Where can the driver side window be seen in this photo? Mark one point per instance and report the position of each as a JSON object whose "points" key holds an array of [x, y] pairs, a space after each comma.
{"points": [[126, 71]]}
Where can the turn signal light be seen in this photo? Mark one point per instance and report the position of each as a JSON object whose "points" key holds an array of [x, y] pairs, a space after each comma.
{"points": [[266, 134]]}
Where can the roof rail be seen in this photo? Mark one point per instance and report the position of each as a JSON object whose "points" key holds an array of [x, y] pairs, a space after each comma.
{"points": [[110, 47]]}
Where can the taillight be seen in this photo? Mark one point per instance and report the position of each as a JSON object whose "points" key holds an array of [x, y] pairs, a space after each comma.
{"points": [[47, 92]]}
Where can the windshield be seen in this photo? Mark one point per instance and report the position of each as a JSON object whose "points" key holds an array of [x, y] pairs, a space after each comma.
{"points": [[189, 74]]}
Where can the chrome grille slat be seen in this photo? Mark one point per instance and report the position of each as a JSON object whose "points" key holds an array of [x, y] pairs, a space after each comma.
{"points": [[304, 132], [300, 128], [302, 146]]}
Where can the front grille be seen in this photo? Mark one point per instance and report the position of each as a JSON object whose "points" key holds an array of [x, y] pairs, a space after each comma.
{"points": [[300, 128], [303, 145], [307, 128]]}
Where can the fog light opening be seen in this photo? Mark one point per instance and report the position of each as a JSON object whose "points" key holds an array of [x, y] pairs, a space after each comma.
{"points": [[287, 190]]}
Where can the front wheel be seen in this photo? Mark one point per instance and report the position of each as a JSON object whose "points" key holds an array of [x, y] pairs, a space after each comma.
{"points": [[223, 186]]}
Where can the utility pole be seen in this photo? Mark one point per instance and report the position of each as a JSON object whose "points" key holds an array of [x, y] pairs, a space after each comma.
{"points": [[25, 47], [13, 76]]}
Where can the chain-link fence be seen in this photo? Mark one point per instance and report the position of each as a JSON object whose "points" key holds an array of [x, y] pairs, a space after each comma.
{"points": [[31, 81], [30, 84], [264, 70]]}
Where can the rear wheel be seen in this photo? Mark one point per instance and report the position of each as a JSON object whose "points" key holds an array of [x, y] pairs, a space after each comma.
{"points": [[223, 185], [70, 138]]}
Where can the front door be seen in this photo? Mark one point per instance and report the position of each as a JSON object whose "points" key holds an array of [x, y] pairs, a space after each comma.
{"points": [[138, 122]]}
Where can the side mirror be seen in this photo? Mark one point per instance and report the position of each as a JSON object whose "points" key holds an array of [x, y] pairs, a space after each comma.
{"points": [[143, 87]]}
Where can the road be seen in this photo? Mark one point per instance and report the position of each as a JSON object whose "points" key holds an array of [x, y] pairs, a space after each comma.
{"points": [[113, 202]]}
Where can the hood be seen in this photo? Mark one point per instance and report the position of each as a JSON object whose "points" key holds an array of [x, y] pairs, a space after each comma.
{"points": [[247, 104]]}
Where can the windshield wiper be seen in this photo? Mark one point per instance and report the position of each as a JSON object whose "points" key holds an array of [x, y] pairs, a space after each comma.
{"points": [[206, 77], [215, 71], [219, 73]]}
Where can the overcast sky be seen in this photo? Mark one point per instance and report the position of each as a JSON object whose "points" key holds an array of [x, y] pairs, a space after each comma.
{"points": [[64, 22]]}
==*==
Instructions for the task:
Repeat the material above exactly.

Solution for this exercise:
Where can the driver side window be seen in this photo? Mark one point per instance and report the position of each as a JSON object whose "points" key holds an array of [x, y] pairs, a space after each comma.
{"points": [[126, 71]]}
Where can the turn signal light be seen in this photo? Mark one point per instance and report the position of each as a JSON object whose "points" key holds an array of [x, y] pairs, a space after each comma.
{"points": [[266, 134]]}
Where can the roof rail be seen in this photo? Mark one point per instance and report the position of each as a JSON object whose "points" key holds an array of [x, y] pairs, a space after each comma.
{"points": [[110, 47]]}
Where can the taillight be seen in this photo? Mark one point per instance and report the position of each as a JSON object whose "points" key holds an array of [x, y] pairs, a space after each comma.
{"points": [[47, 92]]}
Where can the windshield be seen in this photo? Mark one point per instance and report the position of each as a JSON object whose "points" key holds an array of [x, y] pairs, a space after each comma.
{"points": [[189, 74]]}
Where can the chrome grille slat be seen in this photo? Mark one point per instance and report the position of each as a JSON object whose "points" key holds an array of [x, y] pairs, a space after each comma.
{"points": [[304, 132], [300, 128], [302, 146]]}
Where can the front grille be seen in this photo? Mark one point per instance and report the position of each as a JSON object whose "points" key holds an array of [x, y] pairs, a space after each comma.
{"points": [[300, 128], [303, 145], [307, 128]]}
Where can the fog light opening be seen in this photo? Mark one point per instance and report the position of each as a JSON object whose "points" key holds an array of [x, y] pairs, a space after each comma.
{"points": [[287, 190]]}
Where can the front wheel be seen in this photo? Mark one point per instance and report the position of each as a JSON object whose "points" key holds an array of [x, y] pairs, a space after each comma.
{"points": [[223, 186]]}
Where can the utility pole be seen in this photo? Mark one point per instance and report the position of each as a JSON object whose "points" key holds an array of [x, y] pairs, a space after each comma.
{"points": [[25, 47], [13, 76]]}
Where can the chain-link fence be seen in this photo? Mark one point per instance and report the position of each as a JSON object whose "points" key holds an array of [x, y] pairs, a space after each comma.
{"points": [[31, 81], [30, 84], [264, 70]]}
Where can the rear wheel be seen in this photo? Mark one point per instance and report the position of each as a JSON object whose "points" key holds an array of [x, y] pairs, a space after each comma.
{"points": [[223, 185], [70, 138]]}
Where can the front door be seen in this photo? Mark one point per instance and report the position of each as a JSON object whose "points" key holds an array of [x, y] pairs, a space after each comma.
{"points": [[138, 122]]}
Where can the side mirror be seen in this photo? Mark one point per instance and report the position of each as a JSON object whose "points" key holds an array of [x, y] pairs, a space after each comma.
{"points": [[143, 87]]}
Where can the road be seen in this photo? Mark one point per instance and report the position of each as a JSON object whose "points" key holds an array of [x, y] pairs, a space after each comma.
{"points": [[113, 202]]}
Where can the hood be seen in this photo? Mark one point per instance and report the position of each as a JSON object whose "points" key holds an array of [x, y] pairs, a space after each comma.
{"points": [[247, 104]]}
Where can the windshield wiper be seen in this photo? Mark one point per instance and report the position of each as a JSON object whose "points" key holds an array of [x, y] pairs, a space after each comma.
{"points": [[206, 77], [215, 71], [219, 73]]}
Where can the overcast sky be seen in this photo? Mark one point per instance and report the position of each as a JSON object whose "points" key holds an array of [x, y] pairs, a space after each comma.
{"points": [[64, 22]]}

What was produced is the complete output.